> [WHAT THIS TASK INVOLVES]:
Lines before the one containing "For the benchmark card, identify each instance of the kitchen" are excluded; reproduce that line and all lines after it in the entries below, exactly.

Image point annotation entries
****************
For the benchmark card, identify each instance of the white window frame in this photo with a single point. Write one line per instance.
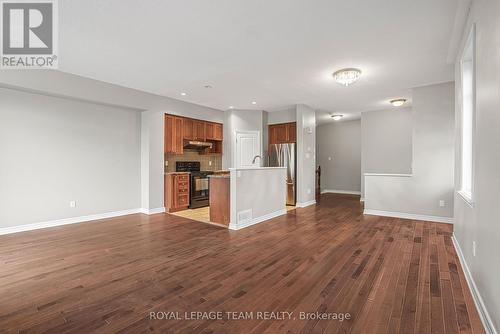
(468, 194)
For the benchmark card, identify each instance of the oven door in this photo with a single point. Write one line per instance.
(199, 191)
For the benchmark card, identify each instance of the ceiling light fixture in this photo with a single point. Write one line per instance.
(347, 76)
(398, 102)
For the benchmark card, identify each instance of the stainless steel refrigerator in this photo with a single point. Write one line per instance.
(284, 155)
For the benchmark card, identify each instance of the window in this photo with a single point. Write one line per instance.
(467, 67)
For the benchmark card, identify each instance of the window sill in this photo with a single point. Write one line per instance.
(467, 198)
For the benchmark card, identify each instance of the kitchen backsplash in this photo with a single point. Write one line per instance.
(192, 155)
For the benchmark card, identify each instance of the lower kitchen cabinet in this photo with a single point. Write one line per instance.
(176, 191)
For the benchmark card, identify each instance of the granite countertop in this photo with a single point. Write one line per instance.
(220, 176)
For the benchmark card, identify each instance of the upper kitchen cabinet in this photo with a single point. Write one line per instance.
****************
> [FINAL RESULT]:
For the benchmark card, identify each instance of the kitchen backsplash in this photo with a single point. Write one line per instance.
(192, 155)
For the benchmark card, identify each instance of the lower kitchen cabinet in this photo with a single point. Write one line per instance.
(176, 191)
For the benchmark card, identify each instance of the granite countertop in this photo with a single point. Write one line per instance.
(220, 176)
For the benchmark card, identify each instance of the upper kitchen cabinet in this photo with a single point. Write one line per instance.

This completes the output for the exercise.